In asking people about their jobs, I discovered another strong value: each person should figure out what the essence of his or her job is and get very clear about it. Asking the boss what was expected was considered a sign of weakness. If your own job definition was out of line with what the group or department required, you would hear about it soon enough. The role of the boss was to set broad targets, but subordinates were expected to take initiative in figuring out how best to achieve them. This value required a lot of discussion and negotiation, which often led to complaints about time wasting, but, at the same time, everyone defended the value of doing things in this way and continued to defend it even though it created difficulties later in DEC’s life.

I also found out that people could fight bitterly in group meetings, yet be very good friends. There was a feeling of being a tight-knit group, a kind of extended family under a strong father figure, Ken Olsen, which led to the norm that fighting does not mean that people dislike or disrespect each other. This norm seemed to extend even to “bad-mouthing” each other: People would call each other “stupid” behind each others’ backs or say that someone was a real “turkey” or “jerk,” yet they would respect each other in work situations. Olsen often criticized people in public, which made them feel embarrassed, but it was explained to me that this only meant that the person should work on improving his area of operations, not that he was really in disfavor. In fact, people quipped that it was bet­ter to have Ken criticize you than not to notice you. Even if someone fell into disfavor, he or she was viewed merely as being in the “penalty box”; stories were told of managers or engineers who had been in this kind of disfavor for long periods of time and then rebounded to become heroes in some other context.

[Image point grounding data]
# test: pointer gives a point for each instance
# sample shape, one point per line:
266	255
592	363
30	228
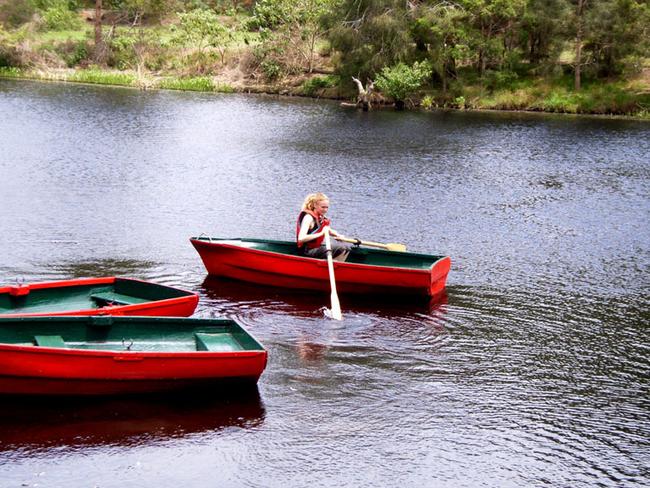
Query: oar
390	246
336	306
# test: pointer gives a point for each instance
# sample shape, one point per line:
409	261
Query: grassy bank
630	98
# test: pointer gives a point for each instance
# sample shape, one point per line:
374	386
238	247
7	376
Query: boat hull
287	271
72	297
80	367
51	373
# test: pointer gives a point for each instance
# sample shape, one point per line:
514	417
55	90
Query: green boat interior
83	297
143	334
359	255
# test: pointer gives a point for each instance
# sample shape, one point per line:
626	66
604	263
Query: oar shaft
389	247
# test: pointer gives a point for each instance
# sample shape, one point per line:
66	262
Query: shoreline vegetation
432	59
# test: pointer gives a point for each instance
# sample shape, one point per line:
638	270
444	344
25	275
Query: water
533	371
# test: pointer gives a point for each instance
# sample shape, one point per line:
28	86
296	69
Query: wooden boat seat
216	342
50	341
113	298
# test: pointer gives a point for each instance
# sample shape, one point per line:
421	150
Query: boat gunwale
109	310
113	353
343	264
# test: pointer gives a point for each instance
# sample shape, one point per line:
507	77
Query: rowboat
92	296
366	271
102	355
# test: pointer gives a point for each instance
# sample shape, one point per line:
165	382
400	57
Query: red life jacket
320	223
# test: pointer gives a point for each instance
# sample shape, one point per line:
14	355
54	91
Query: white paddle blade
336	308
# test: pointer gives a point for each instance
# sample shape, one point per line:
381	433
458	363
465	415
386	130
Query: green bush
401	81
15	13
272	69
74	52
427	102
98	76
8	72
309	87
58	17
202	84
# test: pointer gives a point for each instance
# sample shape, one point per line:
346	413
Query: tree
293	26
100	45
369	35
438	29
492	24
202	29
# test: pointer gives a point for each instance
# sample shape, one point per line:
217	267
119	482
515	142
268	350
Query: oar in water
336	306
390	246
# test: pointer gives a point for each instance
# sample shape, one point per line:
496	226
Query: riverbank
616	98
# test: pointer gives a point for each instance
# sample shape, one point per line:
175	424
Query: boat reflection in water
282	317
29	424
225	296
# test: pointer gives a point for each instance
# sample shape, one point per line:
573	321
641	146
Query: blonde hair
312	199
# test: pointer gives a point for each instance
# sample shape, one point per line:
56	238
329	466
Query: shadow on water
34	423
102	267
225	293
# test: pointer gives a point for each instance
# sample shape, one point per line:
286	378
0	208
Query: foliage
312	85
95	75
369	35
201	83
15	13
74	52
427	102
10	72
201	28
291	27
401	81
58	16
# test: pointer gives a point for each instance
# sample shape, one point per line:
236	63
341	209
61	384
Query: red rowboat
92	296
369	271
106	355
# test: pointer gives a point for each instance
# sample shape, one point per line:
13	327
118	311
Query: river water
532	371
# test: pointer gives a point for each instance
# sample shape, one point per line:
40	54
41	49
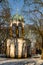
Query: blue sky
17	5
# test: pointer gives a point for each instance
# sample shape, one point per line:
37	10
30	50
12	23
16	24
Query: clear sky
17	6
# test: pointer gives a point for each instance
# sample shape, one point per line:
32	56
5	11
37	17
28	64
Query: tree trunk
42	42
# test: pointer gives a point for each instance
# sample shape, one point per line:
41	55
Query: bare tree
33	11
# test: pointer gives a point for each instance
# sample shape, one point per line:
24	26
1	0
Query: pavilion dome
18	17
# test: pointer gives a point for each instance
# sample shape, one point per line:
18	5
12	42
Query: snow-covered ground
29	61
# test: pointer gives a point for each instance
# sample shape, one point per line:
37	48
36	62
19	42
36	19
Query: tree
33	9
5	11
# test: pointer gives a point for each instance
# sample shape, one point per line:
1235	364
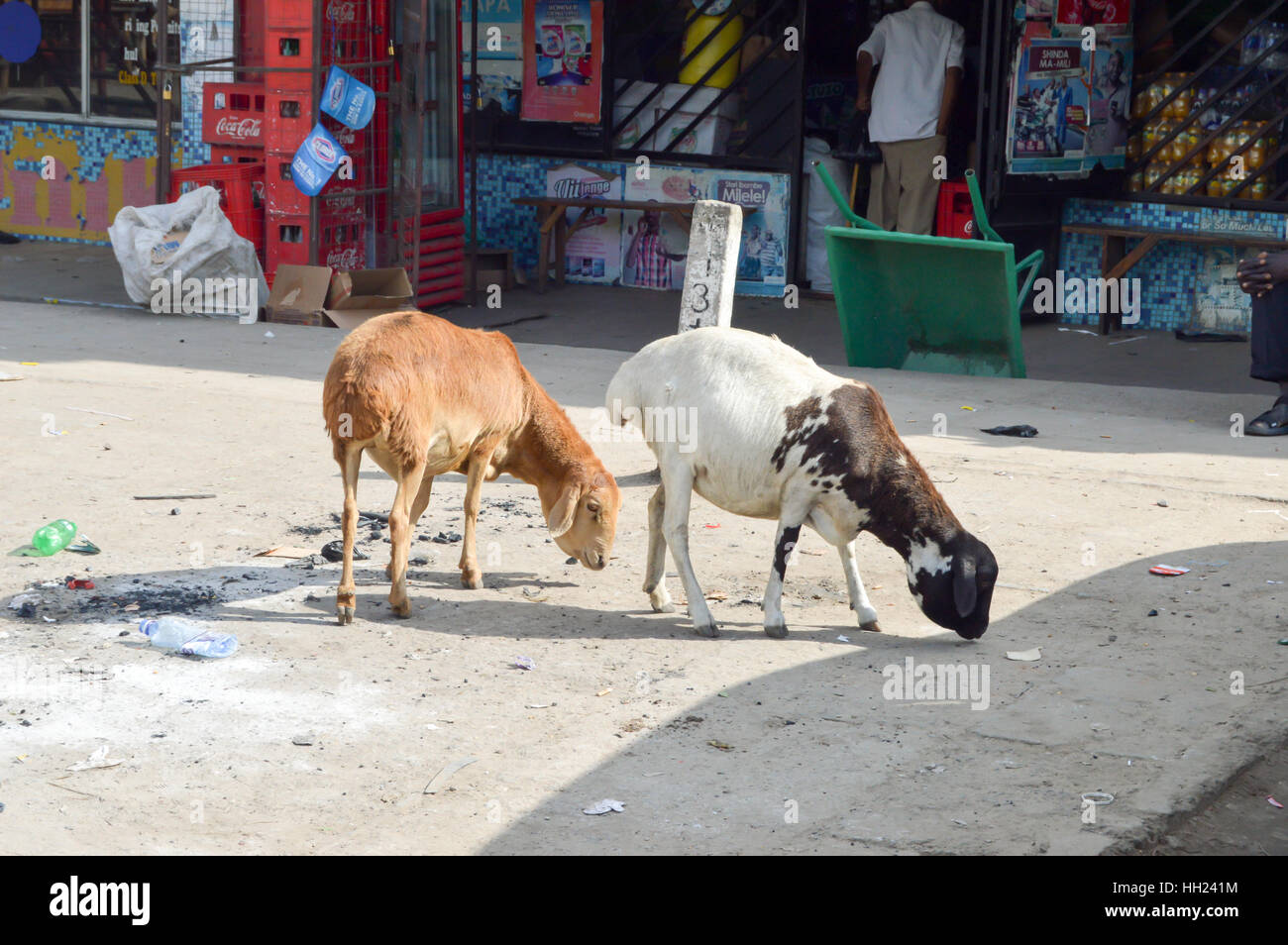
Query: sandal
1273	422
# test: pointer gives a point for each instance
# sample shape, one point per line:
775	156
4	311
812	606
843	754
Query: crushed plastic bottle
52	538
188	639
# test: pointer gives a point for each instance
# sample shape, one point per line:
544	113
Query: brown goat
424	396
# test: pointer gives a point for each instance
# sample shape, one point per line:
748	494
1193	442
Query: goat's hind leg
678	484
655	574
346	601
399	537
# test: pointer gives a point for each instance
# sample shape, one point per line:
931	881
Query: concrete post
712	265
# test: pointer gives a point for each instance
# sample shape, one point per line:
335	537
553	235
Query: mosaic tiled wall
505	176
1183	284
97	171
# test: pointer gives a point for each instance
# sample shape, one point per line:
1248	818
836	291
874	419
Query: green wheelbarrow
923	303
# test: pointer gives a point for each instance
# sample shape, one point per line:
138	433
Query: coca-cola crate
287	48
231	154
288	13
342	245
233	114
288	116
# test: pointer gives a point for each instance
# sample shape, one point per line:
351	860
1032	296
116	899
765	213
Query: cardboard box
317	295
365	293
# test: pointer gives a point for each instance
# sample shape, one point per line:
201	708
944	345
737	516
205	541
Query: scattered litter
101	413
436	783
284	551
1017	430
25	600
334	551
97	760
158	498
604	807
1025	656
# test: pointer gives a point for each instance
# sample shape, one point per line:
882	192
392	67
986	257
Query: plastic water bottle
52	538
175	634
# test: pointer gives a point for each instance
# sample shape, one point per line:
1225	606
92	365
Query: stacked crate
290	112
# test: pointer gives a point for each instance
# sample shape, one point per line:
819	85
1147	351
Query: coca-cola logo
343	259
240	129
342	12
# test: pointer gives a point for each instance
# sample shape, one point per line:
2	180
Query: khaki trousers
905	187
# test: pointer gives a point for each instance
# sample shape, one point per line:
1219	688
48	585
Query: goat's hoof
661	604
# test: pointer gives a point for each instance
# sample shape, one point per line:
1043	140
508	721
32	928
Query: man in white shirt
919	54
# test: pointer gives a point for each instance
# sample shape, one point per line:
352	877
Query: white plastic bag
209	270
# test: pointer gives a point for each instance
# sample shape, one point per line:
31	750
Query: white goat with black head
773	435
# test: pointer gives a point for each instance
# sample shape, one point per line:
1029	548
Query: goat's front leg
471	575
790	520
859	602
678	485
655	574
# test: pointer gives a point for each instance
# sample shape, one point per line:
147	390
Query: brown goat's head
584	519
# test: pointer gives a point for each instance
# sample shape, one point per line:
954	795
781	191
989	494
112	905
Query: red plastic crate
241	187
233	114
288	13
231	154
954	217
288	116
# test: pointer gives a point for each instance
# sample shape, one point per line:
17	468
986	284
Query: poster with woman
563	69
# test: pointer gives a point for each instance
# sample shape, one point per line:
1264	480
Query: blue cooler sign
316	161
347	99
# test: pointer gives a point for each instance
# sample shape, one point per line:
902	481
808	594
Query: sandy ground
738	744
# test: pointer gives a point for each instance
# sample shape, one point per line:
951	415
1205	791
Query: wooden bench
553	220
1116	261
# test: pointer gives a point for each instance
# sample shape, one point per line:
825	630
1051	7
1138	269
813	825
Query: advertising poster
1069	106
655	246
500	55
1109	17
563	69
593	253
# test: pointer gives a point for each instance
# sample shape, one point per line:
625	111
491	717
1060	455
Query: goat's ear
964	584
565	511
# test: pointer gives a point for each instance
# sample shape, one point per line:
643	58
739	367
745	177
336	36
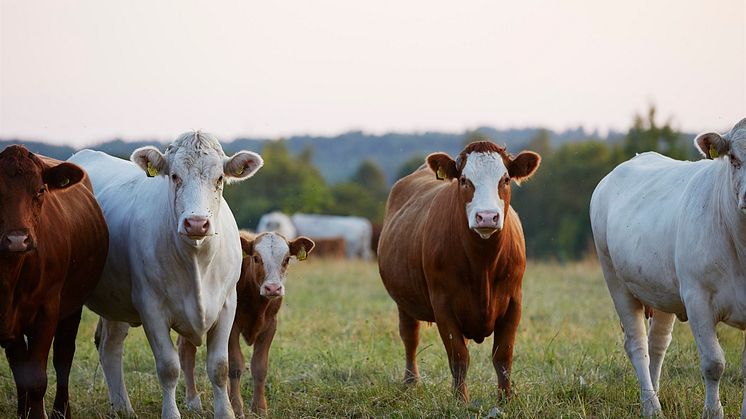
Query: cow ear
247	246
242	165
62	176
151	160
523	166
443	166
301	247
712	145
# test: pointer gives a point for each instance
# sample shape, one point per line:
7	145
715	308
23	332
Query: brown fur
42	291
437	270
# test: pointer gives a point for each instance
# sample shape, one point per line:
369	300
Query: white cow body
671	235
160	273
277	222
356	231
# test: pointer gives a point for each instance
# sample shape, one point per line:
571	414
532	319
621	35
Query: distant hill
338	157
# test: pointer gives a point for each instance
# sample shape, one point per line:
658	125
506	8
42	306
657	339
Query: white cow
277	222
174	260
357	231
671	235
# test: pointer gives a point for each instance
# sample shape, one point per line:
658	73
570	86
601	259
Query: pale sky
81	72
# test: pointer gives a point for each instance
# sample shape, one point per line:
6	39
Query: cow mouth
485	232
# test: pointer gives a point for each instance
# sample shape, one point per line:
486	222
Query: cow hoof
195	405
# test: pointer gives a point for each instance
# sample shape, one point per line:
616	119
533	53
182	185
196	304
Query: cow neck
728	216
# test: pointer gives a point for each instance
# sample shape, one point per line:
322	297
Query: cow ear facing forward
443	166
62	176
523	166
151	160
301	247
712	145
242	165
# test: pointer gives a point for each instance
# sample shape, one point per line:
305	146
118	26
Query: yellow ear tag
302	255
152	171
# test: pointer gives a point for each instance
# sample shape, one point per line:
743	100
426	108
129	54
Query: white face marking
273	249
485	170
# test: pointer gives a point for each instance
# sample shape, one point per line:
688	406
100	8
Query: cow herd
152	242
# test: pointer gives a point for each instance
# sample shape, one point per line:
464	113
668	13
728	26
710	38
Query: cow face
484	172
196	169
730	147
269	255
25	181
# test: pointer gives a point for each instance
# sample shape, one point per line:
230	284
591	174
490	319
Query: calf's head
25	181
268	256
730	147
483	171
196	169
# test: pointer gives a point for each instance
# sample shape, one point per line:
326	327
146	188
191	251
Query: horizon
84	72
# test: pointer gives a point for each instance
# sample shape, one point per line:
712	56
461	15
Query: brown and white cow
260	290
53	245
452	252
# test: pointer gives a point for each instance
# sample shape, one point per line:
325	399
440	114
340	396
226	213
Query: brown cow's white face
197	170
269	256
484	172
732	148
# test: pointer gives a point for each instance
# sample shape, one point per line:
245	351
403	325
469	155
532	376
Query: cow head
484	171
25	181
268	257
196	169
731	148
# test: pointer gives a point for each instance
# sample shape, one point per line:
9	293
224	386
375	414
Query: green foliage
337	353
284	183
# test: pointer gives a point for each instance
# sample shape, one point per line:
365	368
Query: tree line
553	205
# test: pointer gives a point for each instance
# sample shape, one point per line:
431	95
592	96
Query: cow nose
487	219
16	241
272	290
196	226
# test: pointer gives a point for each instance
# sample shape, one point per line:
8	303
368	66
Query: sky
81	72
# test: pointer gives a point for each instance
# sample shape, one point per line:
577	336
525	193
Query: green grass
337	353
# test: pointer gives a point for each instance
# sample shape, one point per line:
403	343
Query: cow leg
111	337
259	361
409	331
235	369
217	357
158	333
711	359
659	337
187	355
64	350
502	347
458	356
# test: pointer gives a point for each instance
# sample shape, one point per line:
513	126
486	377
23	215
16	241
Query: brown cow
53	245
452	252
260	290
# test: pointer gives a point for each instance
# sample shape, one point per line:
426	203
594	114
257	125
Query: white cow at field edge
277	222
671	235
357	231
175	258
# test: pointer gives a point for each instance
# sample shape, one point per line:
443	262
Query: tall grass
337	353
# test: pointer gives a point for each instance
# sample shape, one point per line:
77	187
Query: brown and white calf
452	252
260	290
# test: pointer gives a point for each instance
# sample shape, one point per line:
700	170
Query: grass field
337	353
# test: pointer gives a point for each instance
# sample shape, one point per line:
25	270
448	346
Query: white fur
273	249
155	276
670	235
356	231
485	170
279	222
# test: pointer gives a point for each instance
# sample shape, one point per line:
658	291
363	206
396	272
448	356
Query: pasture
337	353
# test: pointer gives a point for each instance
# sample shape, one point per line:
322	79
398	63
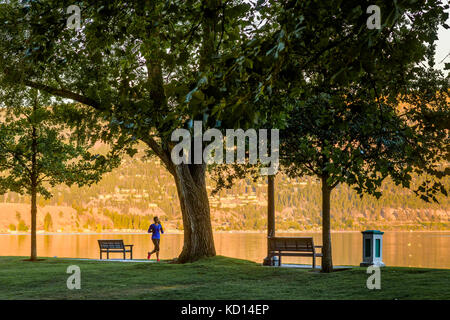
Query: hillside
127	199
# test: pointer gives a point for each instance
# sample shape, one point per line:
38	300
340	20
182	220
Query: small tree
38	152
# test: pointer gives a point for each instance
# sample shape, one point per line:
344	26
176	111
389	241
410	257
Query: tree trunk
33	256
33	188
193	196
327	259
271	206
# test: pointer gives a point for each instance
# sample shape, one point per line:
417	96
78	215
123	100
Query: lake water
409	249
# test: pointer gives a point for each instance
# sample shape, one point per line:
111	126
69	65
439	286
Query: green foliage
48	222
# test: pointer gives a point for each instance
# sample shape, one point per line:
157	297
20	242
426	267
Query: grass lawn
213	278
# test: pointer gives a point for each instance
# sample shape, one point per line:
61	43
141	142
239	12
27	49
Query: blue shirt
155	229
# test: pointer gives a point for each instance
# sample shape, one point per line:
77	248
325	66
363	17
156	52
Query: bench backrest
291	244
111	244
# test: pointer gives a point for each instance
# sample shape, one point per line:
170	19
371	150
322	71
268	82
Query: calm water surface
409	249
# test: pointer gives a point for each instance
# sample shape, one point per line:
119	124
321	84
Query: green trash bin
372	248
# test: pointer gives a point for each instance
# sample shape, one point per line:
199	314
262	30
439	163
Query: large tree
134	63
38	151
354	105
359	118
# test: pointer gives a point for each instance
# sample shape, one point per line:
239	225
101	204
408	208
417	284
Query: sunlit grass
213	278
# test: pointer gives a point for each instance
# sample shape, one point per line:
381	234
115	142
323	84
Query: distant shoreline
218	232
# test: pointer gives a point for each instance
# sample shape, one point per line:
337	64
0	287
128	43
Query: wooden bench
115	246
290	246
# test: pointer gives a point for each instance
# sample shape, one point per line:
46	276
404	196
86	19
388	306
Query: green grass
213	278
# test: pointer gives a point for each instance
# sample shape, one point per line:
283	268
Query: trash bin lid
372	232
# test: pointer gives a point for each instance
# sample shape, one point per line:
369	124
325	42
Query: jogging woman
154	229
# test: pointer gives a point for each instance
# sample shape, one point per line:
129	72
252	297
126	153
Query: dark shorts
156	243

- [AIM OF THE EXERCISE]
In the passage on DEC's culture, why could people fight bitterly in group meetings yet remain very good friends? Answer in one to three sentences.

- [RESULT]
People felt they were a tight-knit group, a kind of extended family under a strong father figure, Ken Olsen. That feeling led to the norm that fighting does not mean people dislike or disrespect each other.